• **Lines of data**
=======

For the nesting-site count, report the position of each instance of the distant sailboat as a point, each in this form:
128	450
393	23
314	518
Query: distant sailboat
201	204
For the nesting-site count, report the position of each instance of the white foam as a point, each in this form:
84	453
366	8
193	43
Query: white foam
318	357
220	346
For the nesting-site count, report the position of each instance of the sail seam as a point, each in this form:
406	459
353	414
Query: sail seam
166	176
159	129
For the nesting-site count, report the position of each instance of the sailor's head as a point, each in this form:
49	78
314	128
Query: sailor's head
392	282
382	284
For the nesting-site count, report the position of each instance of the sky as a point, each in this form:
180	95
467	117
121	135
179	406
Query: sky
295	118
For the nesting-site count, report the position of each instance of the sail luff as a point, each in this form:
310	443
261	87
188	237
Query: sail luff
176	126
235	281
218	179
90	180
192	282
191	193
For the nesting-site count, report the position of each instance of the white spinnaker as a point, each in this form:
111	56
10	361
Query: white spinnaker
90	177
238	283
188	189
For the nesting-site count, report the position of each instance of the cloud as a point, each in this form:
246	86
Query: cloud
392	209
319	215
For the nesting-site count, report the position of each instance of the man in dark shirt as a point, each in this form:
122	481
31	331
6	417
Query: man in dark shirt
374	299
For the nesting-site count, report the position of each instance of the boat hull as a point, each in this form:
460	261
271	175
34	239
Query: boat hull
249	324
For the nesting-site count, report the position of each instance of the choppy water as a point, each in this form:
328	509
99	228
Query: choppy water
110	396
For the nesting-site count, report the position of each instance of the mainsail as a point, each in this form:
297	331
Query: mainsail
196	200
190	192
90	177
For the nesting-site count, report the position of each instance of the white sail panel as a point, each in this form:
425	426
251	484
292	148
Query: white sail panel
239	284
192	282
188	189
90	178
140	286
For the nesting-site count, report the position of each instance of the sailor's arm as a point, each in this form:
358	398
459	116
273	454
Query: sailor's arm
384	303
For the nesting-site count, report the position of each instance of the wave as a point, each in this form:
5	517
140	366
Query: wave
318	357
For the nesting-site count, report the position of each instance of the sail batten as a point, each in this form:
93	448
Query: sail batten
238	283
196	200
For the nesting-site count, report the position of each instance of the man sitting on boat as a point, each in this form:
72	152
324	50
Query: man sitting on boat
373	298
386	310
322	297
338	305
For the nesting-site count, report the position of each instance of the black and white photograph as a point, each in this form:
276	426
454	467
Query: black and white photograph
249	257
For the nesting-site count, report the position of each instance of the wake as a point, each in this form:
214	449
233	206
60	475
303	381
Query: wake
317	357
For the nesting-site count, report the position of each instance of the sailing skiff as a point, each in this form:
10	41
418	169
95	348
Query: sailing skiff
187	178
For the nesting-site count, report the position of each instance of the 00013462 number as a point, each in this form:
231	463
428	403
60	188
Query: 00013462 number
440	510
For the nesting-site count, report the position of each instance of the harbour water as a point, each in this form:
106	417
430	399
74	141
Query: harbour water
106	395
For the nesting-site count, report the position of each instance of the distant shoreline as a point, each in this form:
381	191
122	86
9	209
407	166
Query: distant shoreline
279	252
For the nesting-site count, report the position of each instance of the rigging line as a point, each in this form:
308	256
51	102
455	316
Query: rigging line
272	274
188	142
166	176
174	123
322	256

=======

• **Written problem**
Update the lines starting at the one containing "of the black" and ending at the end of the lines, changing "nesting-site count" to "colony survey" and leaving everything else the same. Give back only those lines.

• **Result of this task**
For the colony survey, report the position of each instance of the black and white photograph as a point, each in this form:
276	426
454	467
Query: black and white photograph
249	257
For the colony survey, report the position of each instance of the wake as a point, each in this form:
214	449
233	206
60	475
303	381
Query: wake
317	357
For the colony survey, report the position of each instance of the sailing skiff as a point, each in this form:
10	41
418	169
95	348
Query: sailing skiff
187	178
For the colony survey, report the position of each instance of the 00013462 number as a point, each in this form:
231	463
428	403
60	188
Query: 00013462 number
440	510
For the colony survey, report the position of each instance of the harbour water as a point, each in this form:
106	417
430	399
74	141
Query: harbour water
106	395
For the colony survey, report the position of each instance of the distant shoreline as a point, each in this form:
381	191
122	86
9	209
407	166
Query: distant shoreline
279	252
For the colony survey, report the position of each instance of the rigging line as a point, each in this form:
308	256
51	102
455	316
Query: rigging line
272	274
188	142
166	176
174	123
322	256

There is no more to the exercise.